=== REQUIREMENT ===
Rewrite the part of the RXNB agreement summary starting with "On January 24, 2014, OGI" and going on through "whichever is longer.", with "worldwide" switched to "global".

RXNB Master Equipment, Procurement and Services Agreement 

On January 24, 2014, OGI entered into a Master Equipment, Procurement and Services Agreement (“RXNB MEPS”) with RXNB dictating that the legal cannabis growing needs of WP, AJOA, and RXNB shall generally be supplied by the Company, so long as specification, price, and quality are substantially equal. This arrangement is required by the joint venture agreement that created OGI, which mandates that OGI purchase all of its necessary goods and services from the Company on an exclusive basis. Since it is a beneficiary, the Company executed the RXNB MEPS to signal its acceptance. In addition to functioning as a supplier, OGI was granted the worldwide right to market and distribute products sold or licensed by RXNB or its affiliates. The RXNB MEPS shall remain in effect for so long as OGI or the Company are shareholders or five years, whichever is longer.

=== PROVIDED DATA ===

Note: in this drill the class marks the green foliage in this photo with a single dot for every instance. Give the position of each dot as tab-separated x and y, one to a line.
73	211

=== WORKED SOLUTION ===
On January 24, 2014, OGI entered into a Master Equipment, Procurement and Services Agreement (“RXNB MEPS”) with RXNB dictating that the legal cannabis growing needs of WP, AJOA, and RXNB shall generally be supplied by the Company, so long as specification, price, and quality are substantially equal. This arrangement is required by the joint venture agreement that created OGI, which mandates that OGI purchase all of its necessary goods and services from the Company on an exclusive basis. Since it is a beneficiary, the Company executed the RXNB MEPS to signal its acceptance. In addition to functioning as a supplier, OGI was granted the global right to market and distribute products sold or licensed by RXNB or its affiliates. The RXNB MEPS shall remain in effect for so long as OGI or the Company are shareholders or five years, whichever is longer.